-- Your task --
Each entry should be duplicated exactly, with no line missing.

====== Given entries ======

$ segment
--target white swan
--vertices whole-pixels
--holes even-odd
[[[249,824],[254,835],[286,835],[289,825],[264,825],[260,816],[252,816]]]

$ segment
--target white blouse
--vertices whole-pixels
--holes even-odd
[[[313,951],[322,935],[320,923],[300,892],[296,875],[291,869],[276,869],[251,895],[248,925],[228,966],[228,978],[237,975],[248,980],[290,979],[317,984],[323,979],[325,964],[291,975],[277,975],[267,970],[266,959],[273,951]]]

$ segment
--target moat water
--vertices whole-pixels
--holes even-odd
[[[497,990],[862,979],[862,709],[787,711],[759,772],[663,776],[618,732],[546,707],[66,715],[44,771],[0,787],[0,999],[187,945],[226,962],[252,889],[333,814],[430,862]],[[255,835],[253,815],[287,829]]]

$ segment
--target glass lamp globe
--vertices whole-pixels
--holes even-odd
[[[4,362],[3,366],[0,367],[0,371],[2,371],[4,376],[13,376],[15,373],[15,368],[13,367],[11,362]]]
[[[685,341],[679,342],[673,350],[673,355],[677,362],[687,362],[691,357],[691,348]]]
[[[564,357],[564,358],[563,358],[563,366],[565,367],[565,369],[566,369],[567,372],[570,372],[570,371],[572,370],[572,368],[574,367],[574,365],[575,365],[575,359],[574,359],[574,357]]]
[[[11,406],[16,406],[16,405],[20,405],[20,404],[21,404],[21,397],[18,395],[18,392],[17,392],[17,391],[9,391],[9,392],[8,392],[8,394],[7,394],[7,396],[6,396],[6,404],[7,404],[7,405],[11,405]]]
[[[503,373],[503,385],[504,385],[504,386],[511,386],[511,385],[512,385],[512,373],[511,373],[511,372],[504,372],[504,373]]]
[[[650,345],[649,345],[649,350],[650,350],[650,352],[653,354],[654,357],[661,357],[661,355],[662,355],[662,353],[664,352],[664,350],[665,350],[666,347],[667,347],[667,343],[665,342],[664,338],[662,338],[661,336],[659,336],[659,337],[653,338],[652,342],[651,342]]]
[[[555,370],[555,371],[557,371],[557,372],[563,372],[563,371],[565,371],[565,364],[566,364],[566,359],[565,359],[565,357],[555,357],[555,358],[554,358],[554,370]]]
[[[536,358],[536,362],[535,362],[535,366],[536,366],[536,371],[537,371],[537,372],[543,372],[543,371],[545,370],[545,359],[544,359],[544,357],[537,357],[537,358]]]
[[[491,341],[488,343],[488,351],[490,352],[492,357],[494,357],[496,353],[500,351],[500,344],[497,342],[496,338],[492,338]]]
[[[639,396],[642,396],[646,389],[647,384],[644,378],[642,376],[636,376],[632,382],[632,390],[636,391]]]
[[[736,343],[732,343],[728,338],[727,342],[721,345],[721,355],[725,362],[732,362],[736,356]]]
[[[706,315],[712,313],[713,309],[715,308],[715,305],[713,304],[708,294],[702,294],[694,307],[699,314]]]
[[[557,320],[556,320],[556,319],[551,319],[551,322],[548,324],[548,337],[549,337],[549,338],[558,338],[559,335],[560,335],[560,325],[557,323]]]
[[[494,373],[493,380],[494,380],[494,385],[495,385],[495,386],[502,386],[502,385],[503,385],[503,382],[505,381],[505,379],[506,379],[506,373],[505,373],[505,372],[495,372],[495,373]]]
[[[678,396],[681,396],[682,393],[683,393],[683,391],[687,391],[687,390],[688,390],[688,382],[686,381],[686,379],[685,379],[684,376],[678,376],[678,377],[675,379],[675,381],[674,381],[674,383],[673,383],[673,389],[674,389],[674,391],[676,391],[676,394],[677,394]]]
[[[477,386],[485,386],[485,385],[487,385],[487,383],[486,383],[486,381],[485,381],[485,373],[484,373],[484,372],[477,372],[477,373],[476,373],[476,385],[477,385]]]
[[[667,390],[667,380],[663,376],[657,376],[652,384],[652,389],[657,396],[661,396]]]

======

-- Answer space --
$ segment
--target white swan
--vertices whole-pixels
--holes even-odd
[[[249,824],[254,835],[286,835],[289,825],[264,825],[260,816],[252,816]]]

$ segment
--target white blouse
--vertices whole-pixels
--holes even-odd
[[[313,951],[322,935],[320,923],[300,892],[296,875],[291,869],[276,869],[251,895],[248,925],[228,966],[228,978],[237,975],[248,980],[290,979],[317,984],[323,979],[325,964],[291,975],[277,975],[267,970],[266,959],[273,951]]]

$ segment
--target moat water
--vertices whole-pixels
--holes even-odd
[[[497,990],[862,979],[862,709],[787,711],[759,772],[663,776],[618,732],[546,707],[66,715],[44,771],[0,787],[0,999],[187,945],[226,962],[252,889],[333,814],[430,862]],[[255,835],[253,815],[287,829]]]

$ segment
--target glass lamp globe
--vertices whole-pixels
--holes even-odd
[[[4,362],[3,366],[0,367],[0,371],[2,371],[4,376],[13,376],[15,373],[15,368],[13,367],[11,362]]]
[[[685,341],[679,342],[673,350],[673,355],[677,362],[687,362],[691,357],[691,348]]]
[[[564,357],[564,358],[563,358],[563,366],[565,367],[565,369],[566,369],[567,372],[570,372],[570,371],[572,370],[572,368],[574,367],[574,365],[575,365],[575,359],[574,359],[574,357]]]
[[[11,406],[16,406],[16,405],[20,405],[20,404],[21,404],[21,397],[18,395],[18,392],[17,392],[17,391],[9,391],[9,392],[8,392],[8,394],[7,394],[7,396],[6,396],[6,404],[7,404],[7,405],[11,405]]]
[[[503,373],[503,385],[504,385],[504,386],[511,386],[511,385],[512,385],[512,373],[511,373],[511,372],[504,372],[504,373]]]
[[[650,345],[649,345],[649,350],[650,350],[650,352],[653,354],[654,357],[661,357],[661,355],[662,355],[662,353],[664,352],[664,350],[665,350],[666,347],[667,347],[667,343],[665,342],[664,338],[662,338],[661,336],[659,336],[659,337],[653,338],[652,342],[651,342]]]
[[[555,370],[555,371],[557,371],[557,372],[563,372],[563,371],[565,371],[565,364],[566,364],[566,359],[565,359],[565,357],[555,357],[555,358],[554,358],[554,370]]]
[[[536,358],[536,362],[535,362],[535,366],[536,366],[536,371],[537,371],[537,372],[543,372],[543,371],[545,370],[545,359],[544,359],[544,357],[537,357],[537,358]]]
[[[491,341],[488,343],[488,351],[490,352],[492,357],[494,357],[496,353],[500,351],[500,344],[497,342],[496,338],[492,338]]]
[[[639,396],[642,396],[646,389],[647,384],[644,378],[642,376],[636,376],[632,382],[632,390],[636,391]]]
[[[736,343],[732,343],[728,338],[727,342],[721,345],[721,355],[725,362],[732,362],[736,356]]]
[[[706,315],[712,313],[713,309],[715,308],[715,305],[713,304],[708,294],[702,294],[694,307],[699,314]]]
[[[557,320],[556,320],[556,319],[551,319],[551,322],[548,324],[548,337],[549,337],[549,338],[558,338],[559,335],[560,335],[560,325],[557,323]]]
[[[494,373],[493,380],[494,380],[494,385],[495,385],[495,386],[502,386],[502,385],[503,385],[503,382],[505,381],[505,379],[506,379],[506,373],[505,373],[505,372],[495,372],[495,373]]]
[[[678,396],[681,396],[682,393],[683,393],[683,391],[687,391],[687,390],[688,390],[688,382],[686,381],[686,379],[685,379],[684,376],[678,376],[678,377],[675,379],[675,381],[674,381],[674,383],[673,383],[673,389],[674,389],[674,391],[676,391],[676,394],[677,394]]]
[[[477,386],[485,386],[485,385],[487,385],[487,383],[486,383],[486,381],[485,381],[485,373],[484,373],[484,372],[477,372],[477,373],[476,373],[476,385],[477,385]]]
[[[667,390],[667,380],[663,376],[657,376],[652,384],[652,389],[657,396],[661,396]]]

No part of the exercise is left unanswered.